Passage given —

Friday, March 29, 2024 -
Print Edition

Trove of paintings hidden for 78 years

By Toby Axelrod

PRAGUE — Plans are under way to find a home for a huge trove of works by a nearly forgotten Jewish artist that was uncovered 78 years after her death in a Nazi concentration camp.

The works of Czech artist Gertrud Kauders (1883-1942) were found during the demolition of an old house near Prague in 2018, when 30 paintings tumbled onto the head of a worker. Hundreds more canvases were found in the walls and under floorboards of the home where the artist had stashed them to keep them out of Nazi hands.

Gertrud Kauders hid about 700 of her paintings in a classmate’s house during WW II. (Amos Chapple/RFE/RL)

Only this summer did the dimensions of the collection become clear, after photojournalist Amos Chapple and his colleague Dana Katharina Vaskova tracked down Jakub Sedlacek, the owner of the demolished house, on behalf of relatives of the artist living in New Zealand.

What they thought would be a small collection turned out to be “enormous,” said Chapple, himself a New Zealander, who works in Prague for Radio Free Europe/Radio Liberty. They reported the find on the news organization’s website.

“It was breathtaking,” recalled his colleague Vaskova, who was born in Prague and grew up in Munich, Germany.

Gertud Kauders had studied with the well-known Czech artist Otakar Nejedl (1883-1957) and painted many impressionist portraits and scenes from nature.

In 1939, the year that the Nazis invaded the Czech provinces of Bohemia and Moravia, Kauders asked her classmate, the Russian-born Natalie Jahudkova, to hide her life’s work. Since Jahudkova’s house was under construction, it was relatively easy to slip the paintings into the walls.

Image location labeling entries:
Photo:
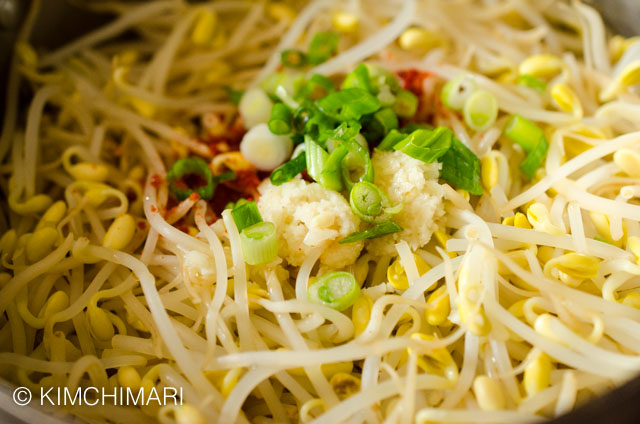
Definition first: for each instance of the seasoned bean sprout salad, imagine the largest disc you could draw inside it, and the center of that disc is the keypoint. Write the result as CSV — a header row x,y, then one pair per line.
x,y
354,211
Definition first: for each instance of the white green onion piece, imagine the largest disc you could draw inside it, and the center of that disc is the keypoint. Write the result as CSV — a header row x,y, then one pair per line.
x,y
255,107
265,150
259,243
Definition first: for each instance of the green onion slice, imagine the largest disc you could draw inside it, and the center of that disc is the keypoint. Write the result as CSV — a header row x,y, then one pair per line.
x,y
259,243
412,126
190,166
289,169
425,145
293,58
225,176
246,215
280,121
317,87
457,91
406,104
480,110
371,204
350,103
387,118
461,167
240,202
380,76
331,174
316,158
359,78
357,162
337,290
322,46
234,95
390,140
532,82
535,158
373,232
346,131
532,140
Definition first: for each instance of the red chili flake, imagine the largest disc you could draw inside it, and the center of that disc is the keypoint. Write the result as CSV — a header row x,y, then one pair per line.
x,y
156,180
412,80
246,181
228,142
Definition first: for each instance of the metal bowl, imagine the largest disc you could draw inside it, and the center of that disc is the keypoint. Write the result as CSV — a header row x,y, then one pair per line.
x,y
61,21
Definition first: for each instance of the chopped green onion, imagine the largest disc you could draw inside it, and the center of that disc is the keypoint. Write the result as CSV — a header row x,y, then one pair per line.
x,y
240,202
371,204
255,107
532,82
406,104
373,232
372,129
293,58
532,140
331,175
425,145
292,82
322,46
317,87
346,131
337,290
234,95
358,78
480,110
358,159
191,166
286,98
316,158
455,92
461,167
390,140
380,76
289,169
387,119
246,215
308,119
350,103
259,243
523,132
280,122
226,176
412,126
535,158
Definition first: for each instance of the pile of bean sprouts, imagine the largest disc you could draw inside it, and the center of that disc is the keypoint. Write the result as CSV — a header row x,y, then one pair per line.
x,y
112,110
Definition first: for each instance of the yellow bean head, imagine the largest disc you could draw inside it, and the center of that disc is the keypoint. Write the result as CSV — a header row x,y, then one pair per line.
x,y
120,232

What to work on —
1. Return, word for word, the part of the article on Gertrud Kauders's hidden paintings that opens with the words containing "Gertrud Kauders hid" and closes with "in New Zealand.".
2. Carry the article on Gertrud Kauders's hidden paintings further from the point where it stops.

Response list —
1.
Gertrud Kauders hid about 700 of her paintings in a classmate’s house during WW II. (Amos Chapple/RFE/RL)

Only this summer did the dimensions of the collection become clear, after photojournalist Amos Chapple and his colleague Dana Katharina Vaskova tracked down Jakub Sedlacek, the owner of the demolished house, on behalf of relatives of the artist living in New Zealand.

2.
The Nazis deported Kauders from Prague in 1942 to the nearby Theresienstadt concentration camp, and from there to the Majdanek concentration camp in Poland, where she was murdered.

Her artwork survived, hidden.

But the secret died with Natalie Jahudkova in 1977. In 2018, Jakub Sedlacek, whose grandmother was informally adopted in the 1920s by Jahudkova, had the derelict house torn down. It was then that the collection came to light.

But news reports at the time referred only to a few dozen unspectacular works that had tumbled on the foreman’s head. The story slept for another year.

Then, in 2019, descendants of Kauders’ nephew, Cornelius — who had fled to New Zealand in 1939 — saw the story and reached out to Chapple through his father, a friend.

“They said, ‘Hey, we are at dead ends wherever we go when we try to find out what happened to the art,’” Chapple told JTA.

Chapple teamed up with Vaskova, who tracked down Sedlacek. He eventually invited the two to visit.

“I had come with the intention to photograph 30 paintings for the Jewish Museum of Prague,” recalled Chapple.

“Then Mr. Sedlacek said, ‘Now I will show you the real collection.’”

“I will remember the moment for the rest of my life,” said Chapple, who was standing behind Vaskova.

“We came around a corner, and there was an enormous expanse of what was instantly recognizable as serious art. My mouth was hanging open.”

“There were stacks and stacks, in perfect condition, torn hastily out of their frames and hidden,” Chapple said. There were about 700 works in all. “To see these things was incredible, unforgettable.”

Vaskova said she was “amazed” by the artwork, which date from the 1910s to 1930s, and moved by the stories Sedlacek told about Jahudkova’s friendship with Kauders.

Sedlacek, who himself had not seen all the works, invited them to return to photograph the collection. They did so last month.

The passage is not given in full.